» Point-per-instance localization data

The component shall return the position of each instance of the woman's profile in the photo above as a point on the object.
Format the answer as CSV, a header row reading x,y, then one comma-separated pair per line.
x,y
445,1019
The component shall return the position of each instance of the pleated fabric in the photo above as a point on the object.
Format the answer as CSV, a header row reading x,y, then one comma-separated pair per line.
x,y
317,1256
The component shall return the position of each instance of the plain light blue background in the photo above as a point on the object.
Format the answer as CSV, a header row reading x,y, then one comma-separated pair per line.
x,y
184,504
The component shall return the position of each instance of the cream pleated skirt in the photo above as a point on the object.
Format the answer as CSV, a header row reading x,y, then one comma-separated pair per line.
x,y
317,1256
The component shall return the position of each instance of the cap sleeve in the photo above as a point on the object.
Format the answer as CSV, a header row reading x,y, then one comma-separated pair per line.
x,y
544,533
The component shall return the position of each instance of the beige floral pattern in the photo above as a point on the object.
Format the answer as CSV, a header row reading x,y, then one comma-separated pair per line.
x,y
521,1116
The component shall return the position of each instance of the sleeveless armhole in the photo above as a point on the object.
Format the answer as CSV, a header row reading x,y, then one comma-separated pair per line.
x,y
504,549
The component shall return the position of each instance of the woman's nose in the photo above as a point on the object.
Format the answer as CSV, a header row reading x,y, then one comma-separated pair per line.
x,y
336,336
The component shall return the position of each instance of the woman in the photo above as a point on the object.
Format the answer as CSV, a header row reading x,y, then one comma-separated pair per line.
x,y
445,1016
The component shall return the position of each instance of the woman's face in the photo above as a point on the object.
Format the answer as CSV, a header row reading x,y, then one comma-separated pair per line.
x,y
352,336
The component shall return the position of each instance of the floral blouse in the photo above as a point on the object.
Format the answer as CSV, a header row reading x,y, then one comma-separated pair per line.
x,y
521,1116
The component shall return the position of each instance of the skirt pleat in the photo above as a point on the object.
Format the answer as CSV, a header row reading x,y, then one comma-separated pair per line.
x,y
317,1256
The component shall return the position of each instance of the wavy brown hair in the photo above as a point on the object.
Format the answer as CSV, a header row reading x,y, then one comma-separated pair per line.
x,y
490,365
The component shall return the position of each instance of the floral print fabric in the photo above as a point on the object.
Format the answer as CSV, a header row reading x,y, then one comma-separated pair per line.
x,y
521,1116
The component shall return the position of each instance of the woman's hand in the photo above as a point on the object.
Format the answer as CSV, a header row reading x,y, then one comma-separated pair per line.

» WORK TO COMPLETE
Your answer must be a single number: how many lines of the records contain the word "pleated".

» WRITTEN SOLUTION
2